--- Exercise input ---

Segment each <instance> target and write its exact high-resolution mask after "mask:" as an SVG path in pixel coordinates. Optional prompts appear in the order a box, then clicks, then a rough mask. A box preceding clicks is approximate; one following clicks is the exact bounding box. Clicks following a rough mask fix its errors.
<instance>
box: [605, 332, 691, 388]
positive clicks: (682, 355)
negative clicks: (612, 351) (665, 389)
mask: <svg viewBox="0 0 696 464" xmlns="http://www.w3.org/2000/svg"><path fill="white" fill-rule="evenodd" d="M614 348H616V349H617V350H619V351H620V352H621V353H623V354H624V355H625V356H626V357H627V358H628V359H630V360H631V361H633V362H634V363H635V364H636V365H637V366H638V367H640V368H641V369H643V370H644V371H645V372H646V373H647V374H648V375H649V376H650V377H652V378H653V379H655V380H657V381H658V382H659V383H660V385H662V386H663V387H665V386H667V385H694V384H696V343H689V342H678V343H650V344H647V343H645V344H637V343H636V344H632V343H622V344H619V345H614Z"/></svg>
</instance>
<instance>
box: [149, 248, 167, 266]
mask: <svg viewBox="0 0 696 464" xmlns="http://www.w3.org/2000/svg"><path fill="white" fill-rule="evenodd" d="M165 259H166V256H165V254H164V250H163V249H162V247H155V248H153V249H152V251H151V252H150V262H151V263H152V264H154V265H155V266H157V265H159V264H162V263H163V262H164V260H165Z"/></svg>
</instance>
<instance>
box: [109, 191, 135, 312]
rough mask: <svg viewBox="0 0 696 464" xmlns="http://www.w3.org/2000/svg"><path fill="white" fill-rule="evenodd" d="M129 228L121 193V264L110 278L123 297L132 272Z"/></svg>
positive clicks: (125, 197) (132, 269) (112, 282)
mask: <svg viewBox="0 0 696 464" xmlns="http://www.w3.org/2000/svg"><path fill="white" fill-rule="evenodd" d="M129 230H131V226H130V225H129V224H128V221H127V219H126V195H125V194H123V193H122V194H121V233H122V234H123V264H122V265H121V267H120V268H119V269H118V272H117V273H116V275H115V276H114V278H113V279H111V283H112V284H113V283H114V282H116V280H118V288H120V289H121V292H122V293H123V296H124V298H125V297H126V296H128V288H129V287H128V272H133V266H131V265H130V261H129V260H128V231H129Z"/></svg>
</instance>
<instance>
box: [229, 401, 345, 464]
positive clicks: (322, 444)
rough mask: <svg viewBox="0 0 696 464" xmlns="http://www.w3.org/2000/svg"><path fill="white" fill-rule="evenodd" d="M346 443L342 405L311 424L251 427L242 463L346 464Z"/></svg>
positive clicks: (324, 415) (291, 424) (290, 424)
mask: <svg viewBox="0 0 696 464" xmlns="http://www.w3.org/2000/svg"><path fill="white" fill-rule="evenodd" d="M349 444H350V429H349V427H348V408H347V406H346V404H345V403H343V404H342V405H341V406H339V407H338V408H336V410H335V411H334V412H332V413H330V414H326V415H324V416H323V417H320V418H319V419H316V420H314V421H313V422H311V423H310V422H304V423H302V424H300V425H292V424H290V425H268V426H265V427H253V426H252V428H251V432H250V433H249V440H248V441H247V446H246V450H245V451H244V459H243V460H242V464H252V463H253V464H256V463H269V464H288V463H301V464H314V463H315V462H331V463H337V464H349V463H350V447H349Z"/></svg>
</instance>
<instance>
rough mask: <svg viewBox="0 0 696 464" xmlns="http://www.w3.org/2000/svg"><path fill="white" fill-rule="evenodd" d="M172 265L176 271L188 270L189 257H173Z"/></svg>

---

Exercise brief
Work out how many lines of the records contain the word "rough". Give that number and nothing more.

Exercise solution
4